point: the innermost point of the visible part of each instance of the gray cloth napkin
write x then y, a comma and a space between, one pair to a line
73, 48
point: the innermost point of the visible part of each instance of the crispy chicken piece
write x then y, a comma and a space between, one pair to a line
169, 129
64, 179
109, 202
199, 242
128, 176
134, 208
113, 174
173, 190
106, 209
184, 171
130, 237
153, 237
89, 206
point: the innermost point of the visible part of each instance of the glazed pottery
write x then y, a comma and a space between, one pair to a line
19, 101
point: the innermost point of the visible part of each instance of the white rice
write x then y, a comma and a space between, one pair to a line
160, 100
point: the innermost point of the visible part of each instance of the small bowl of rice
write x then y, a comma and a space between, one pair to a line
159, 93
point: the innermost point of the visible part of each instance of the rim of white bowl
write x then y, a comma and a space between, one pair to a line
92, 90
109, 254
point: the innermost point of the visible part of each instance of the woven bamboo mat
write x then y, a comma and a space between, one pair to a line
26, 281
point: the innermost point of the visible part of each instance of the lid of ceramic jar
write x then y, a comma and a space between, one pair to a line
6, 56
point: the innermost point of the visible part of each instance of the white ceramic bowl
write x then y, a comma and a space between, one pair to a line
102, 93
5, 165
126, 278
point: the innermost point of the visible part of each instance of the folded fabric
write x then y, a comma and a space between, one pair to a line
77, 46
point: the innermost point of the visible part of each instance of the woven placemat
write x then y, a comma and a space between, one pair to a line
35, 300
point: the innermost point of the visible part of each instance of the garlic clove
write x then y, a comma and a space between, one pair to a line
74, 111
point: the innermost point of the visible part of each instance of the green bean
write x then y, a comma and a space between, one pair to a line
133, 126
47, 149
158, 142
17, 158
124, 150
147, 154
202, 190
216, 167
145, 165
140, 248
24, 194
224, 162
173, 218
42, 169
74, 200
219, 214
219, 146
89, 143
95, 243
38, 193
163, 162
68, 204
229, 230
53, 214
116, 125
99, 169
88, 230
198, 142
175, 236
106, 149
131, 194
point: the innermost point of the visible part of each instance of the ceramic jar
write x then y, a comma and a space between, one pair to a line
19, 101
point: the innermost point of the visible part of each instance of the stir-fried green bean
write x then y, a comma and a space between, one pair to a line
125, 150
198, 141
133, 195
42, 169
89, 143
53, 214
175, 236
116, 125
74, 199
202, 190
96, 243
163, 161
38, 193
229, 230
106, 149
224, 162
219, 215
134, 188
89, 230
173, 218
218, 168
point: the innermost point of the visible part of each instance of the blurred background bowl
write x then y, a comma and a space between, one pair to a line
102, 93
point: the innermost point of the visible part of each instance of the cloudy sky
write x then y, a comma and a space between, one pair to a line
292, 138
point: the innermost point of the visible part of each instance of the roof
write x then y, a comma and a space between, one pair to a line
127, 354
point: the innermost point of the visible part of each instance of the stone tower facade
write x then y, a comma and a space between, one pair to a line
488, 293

**Exercise**. Each entry should be duplicated exactly as it was given.

**Solution to this problem**.
point: the innermost point of the visible part of each instance of the gray cloth napkin
write x then y, a comma and a space between, one pair to a line
73, 48
point: the innermost point of the visible part of each instance of the crispy chicken piece
write x then y, a comma and a space between, one pair to a line
169, 129
64, 179
109, 202
199, 242
128, 176
134, 208
113, 174
173, 190
106, 209
184, 171
130, 237
153, 237
89, 206
point: the innermost point of the visible part of each instance of the glazed pottery
write x then y, a comma and a space between, one pair to a line
19, 101
point: the innermost point of the visible part of each instance of the white rice
write x then y, a comma and a space between, one pair to a line
160, 100
point: the innermost point of the visible part of each instance of the small bowl of rice
write x then y, a comma and a space between, one pair to a line
159, 93
point: the innermost point of the visible part of each instance of the rim of white bowl
write x then y, a comma and a space between, one pair to a line
92, 90
109, 254
point: the innermost point of the visible part of each instance of the woven bamboo mat
write x then y, a comma and a space between, one pair to a line
26, 281
point: the innermost point of the visible part of each instance of the lid of ceramic jar
write x then y, a comma and a space between, one pair to a line
6, 56
point: the innermost point of the visible part of each instance of the white ceramic bowl
write x then y, a comma and a space between, one pair to a line
102, 93
5, 165
126, 278
point: the innermost point of the visible part of each instance of the folded fabric
write x then y, a comma and a space between, one pair to a line
77, 46
point: the innermost point of the visible part of each instance of the woven placemat
write x then y, a comma and a space between, one pair to a line
35, 300
point: the innermost point of the visible part of each instance of the garlic clove
write x then y, a comma and a space between, one pair to a line
74, 111
point: the innermost point of the visible part of each instance of the green bean
write x then y, a comma and a space between, one pair to a line
133, 126
47, 149
158, 142
17, 158
124, 150
147, 154
202, 190
216, 167
145, 165
140, 248
24, 194
224, 162
173, 218
42, 169
74, 200
219, 214
219, 146
89, 143
95, 243
38, 193
163, 162
68, 204
229, 230
53, 214
116, 125
99, 169
88, 230
198, 142
175, 236
106, 149
131, 194
point: the innermost point of the visible part of each instance of the ceramic jar
write x then y, a comma and a space between, one pair to a line
19, 101
point: the innermost point of the visible part of each instance of the stir-fried green bean
write x then y, a comma and a space between, one pair to a line
125, 150
198, 141
133, 195
42, 169
89, 143
53, 214
175, 236
116, 125
74, 199
202, 190
96, 243
163, 161
38, 193
229, 230
106, 149
224, 162
219, 215
134, 188
89, 230
173, 218
218, 168
point: the innermost point of the visible part of each instance of the blurred background bowl
write x then y, a comma and a space between, one pair to a line
102, 93
point: the innermost point of the visible part of each instance of the cloudy sky
write x then y, a comma and a space between, one pair to a line
292, 138
point: the innermost point of the visible part of each instance of the roof
write x then y, a comma and a space between, one pair to a line
127, 354
point: the innermost point of the visible part of each instance of the stone tower facade
write x then y, a comma and a space between, one pair to a line
488, 293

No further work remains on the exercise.